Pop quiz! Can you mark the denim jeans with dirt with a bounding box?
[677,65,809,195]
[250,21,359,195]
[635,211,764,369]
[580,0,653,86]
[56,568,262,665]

• Goal: Copy the lines above, substituting "blue jeans" for "denim jeans" and changing nothing else.

• Response to this exercise:
Pop quiz! Can you mark the blue jeans with dirt with a bounding box?
[677,65,809,195]
[250,21,359,195]
[635,211,764,369]
[580,0,653,86]
[56,568,262,665]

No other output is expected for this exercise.